Spatial localization data
● ● ● ● ● ● ●
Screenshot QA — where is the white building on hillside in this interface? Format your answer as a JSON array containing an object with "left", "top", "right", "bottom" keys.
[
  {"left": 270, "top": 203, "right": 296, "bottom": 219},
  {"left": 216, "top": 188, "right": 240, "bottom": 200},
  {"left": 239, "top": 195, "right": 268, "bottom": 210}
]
● ● ● ● ● ● ●
» **ACTION ITEM**
Your answer must be the records themselves, output again exactly.

» **THE ANSWER**
Screenshot QA — where is the white building on hillside in this interface? Format your answer as a JSON array containing an object with "left", "top", "right", "bottom" keys.
[
  {"left": 270, "top": 203, "right": 296, "bottom": 219},
  {"left": 216, "top": 188, "right": 240, "bottom": 200},
  {"left": 239, "top": 195, "right": 268, "bottom": 210}
]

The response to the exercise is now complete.